Where the string "small" appears in a line of the data, show that line.

━━ Given information

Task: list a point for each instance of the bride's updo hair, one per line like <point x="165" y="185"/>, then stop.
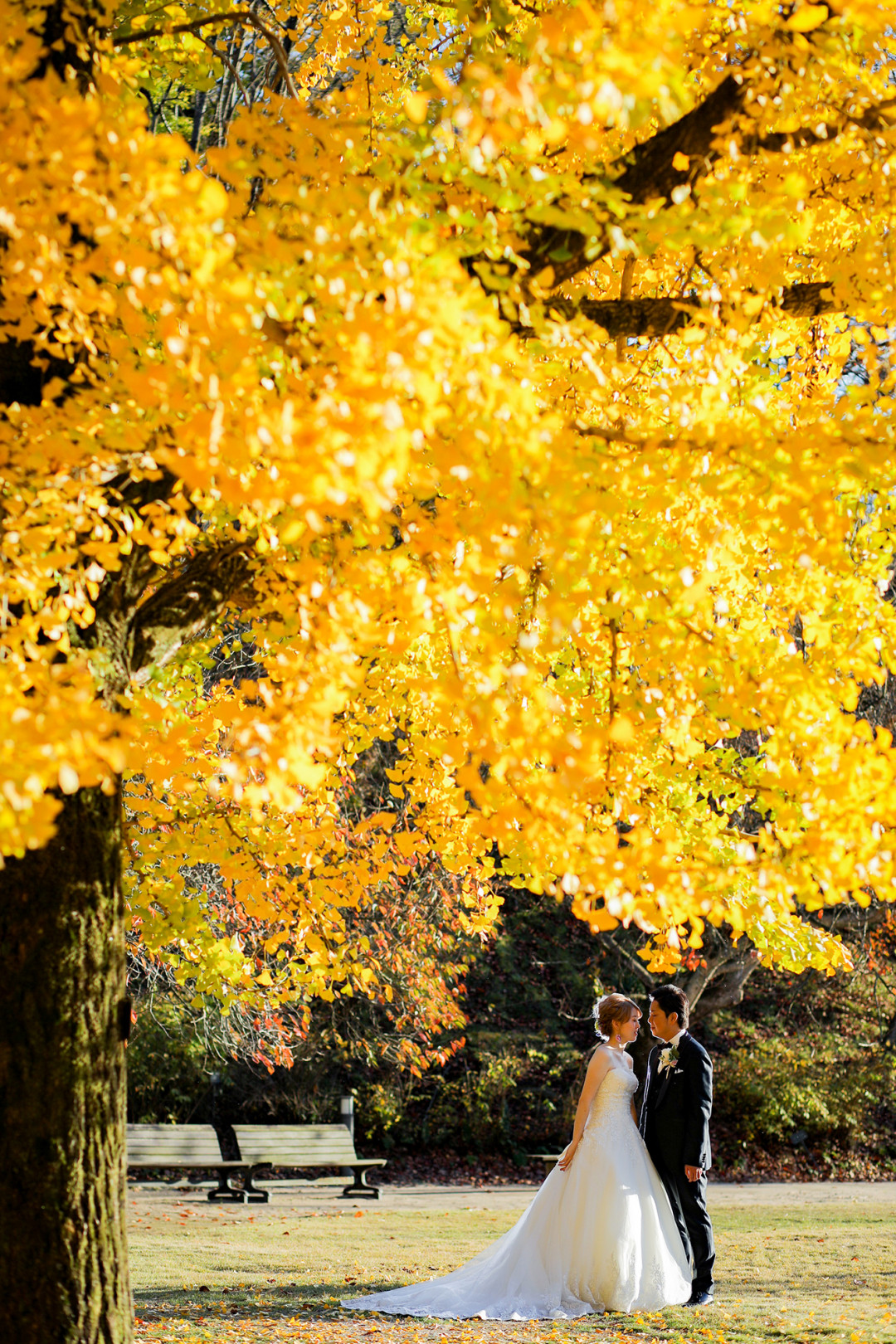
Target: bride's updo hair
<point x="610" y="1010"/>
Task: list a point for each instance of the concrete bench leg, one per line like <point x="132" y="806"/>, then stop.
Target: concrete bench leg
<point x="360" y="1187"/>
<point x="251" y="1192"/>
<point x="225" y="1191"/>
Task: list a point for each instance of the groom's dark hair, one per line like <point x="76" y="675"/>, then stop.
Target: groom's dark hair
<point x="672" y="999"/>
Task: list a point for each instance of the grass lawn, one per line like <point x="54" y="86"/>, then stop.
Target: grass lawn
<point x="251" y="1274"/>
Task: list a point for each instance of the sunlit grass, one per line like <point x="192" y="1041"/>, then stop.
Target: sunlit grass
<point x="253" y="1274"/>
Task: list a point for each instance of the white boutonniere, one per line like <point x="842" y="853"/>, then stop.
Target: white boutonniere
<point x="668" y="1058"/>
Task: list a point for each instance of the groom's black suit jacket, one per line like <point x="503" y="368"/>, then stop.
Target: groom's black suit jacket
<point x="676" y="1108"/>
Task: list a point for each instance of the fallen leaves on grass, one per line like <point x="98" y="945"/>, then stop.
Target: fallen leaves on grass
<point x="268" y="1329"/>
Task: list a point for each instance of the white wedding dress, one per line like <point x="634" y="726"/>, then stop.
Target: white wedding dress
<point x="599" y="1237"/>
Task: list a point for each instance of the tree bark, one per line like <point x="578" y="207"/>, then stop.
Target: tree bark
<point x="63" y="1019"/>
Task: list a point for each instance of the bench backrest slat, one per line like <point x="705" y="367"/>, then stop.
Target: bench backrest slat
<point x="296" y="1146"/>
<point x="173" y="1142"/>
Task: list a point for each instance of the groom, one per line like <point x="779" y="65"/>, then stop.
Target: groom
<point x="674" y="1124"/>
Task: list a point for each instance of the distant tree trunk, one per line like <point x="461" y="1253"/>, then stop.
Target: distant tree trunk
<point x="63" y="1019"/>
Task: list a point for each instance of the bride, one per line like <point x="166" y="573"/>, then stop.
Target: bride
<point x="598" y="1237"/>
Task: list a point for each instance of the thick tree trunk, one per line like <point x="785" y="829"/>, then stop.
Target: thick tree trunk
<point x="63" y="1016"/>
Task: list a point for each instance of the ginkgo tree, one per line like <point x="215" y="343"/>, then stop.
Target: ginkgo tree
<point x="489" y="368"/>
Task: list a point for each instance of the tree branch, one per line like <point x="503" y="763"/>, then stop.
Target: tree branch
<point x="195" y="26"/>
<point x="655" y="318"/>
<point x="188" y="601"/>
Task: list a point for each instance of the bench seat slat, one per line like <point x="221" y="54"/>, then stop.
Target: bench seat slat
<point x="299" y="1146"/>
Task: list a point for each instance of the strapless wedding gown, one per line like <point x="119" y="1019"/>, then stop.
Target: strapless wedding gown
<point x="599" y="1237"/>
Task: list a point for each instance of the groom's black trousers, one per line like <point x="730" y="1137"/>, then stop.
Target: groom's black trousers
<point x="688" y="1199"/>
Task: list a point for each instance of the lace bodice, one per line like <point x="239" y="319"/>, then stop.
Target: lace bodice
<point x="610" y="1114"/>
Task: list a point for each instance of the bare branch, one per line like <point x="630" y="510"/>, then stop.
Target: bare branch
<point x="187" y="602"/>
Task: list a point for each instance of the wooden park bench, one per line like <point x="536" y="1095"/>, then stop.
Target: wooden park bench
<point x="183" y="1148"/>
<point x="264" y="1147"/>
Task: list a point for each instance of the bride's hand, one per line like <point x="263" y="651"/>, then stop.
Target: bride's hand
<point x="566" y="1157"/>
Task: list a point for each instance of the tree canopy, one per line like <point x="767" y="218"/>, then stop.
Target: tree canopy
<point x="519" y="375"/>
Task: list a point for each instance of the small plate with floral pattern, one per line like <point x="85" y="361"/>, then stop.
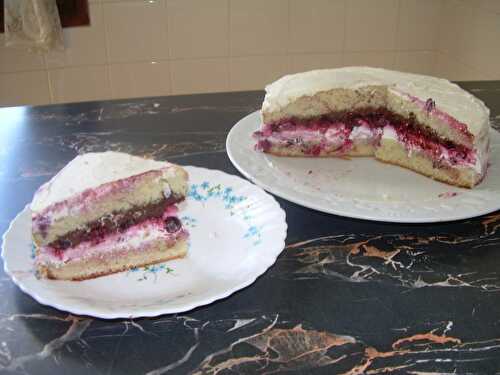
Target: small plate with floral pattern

━━━━
━━ Given information

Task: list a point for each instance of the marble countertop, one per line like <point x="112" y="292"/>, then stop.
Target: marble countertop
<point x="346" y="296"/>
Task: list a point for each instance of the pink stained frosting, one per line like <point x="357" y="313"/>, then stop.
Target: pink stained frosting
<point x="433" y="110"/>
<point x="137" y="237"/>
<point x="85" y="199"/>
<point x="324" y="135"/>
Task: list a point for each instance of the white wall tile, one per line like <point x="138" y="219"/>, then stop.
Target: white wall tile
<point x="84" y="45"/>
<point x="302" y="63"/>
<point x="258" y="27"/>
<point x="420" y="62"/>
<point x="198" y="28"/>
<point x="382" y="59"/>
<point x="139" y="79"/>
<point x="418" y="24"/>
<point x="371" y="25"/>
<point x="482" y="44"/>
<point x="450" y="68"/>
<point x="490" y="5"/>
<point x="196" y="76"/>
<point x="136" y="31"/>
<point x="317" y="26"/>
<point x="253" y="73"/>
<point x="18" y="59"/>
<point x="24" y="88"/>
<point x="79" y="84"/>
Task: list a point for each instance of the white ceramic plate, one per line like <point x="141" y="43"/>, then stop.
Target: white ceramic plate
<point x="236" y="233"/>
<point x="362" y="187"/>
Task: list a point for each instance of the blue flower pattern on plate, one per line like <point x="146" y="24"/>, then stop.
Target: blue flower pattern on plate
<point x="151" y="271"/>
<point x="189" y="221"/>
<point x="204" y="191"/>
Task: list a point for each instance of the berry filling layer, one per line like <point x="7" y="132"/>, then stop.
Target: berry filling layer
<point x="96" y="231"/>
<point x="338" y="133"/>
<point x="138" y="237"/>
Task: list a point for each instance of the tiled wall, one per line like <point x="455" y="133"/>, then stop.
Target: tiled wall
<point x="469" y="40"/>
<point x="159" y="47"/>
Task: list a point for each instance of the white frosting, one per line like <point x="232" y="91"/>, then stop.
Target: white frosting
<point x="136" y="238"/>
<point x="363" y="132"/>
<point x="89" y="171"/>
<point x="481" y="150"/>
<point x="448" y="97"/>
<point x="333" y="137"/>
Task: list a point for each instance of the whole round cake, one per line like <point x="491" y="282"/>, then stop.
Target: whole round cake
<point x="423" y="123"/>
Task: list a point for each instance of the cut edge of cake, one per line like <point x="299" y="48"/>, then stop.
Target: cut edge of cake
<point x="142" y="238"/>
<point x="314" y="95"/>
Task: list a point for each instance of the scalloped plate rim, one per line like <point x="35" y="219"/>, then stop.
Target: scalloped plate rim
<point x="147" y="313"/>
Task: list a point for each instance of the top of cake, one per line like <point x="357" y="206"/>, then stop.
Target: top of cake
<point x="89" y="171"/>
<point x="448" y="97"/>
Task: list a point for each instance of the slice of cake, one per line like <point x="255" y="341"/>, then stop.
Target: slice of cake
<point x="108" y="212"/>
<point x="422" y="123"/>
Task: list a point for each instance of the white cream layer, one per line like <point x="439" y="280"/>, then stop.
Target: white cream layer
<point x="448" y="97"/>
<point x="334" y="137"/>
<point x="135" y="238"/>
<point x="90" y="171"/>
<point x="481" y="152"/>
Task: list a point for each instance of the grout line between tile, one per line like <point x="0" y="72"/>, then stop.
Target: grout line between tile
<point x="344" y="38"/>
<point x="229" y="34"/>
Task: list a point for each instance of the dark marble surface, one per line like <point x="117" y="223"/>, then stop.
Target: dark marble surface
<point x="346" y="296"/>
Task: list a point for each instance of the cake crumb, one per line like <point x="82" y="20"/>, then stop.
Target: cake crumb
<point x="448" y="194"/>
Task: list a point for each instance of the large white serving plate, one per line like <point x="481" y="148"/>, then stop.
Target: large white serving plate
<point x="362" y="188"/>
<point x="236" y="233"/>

━━━━

Exercise answer:
Task: list a point for each instance of the small plate with floral pattern, one per line like <point x="85" y="361"/>, then stop.
Target: small plate with floral pattern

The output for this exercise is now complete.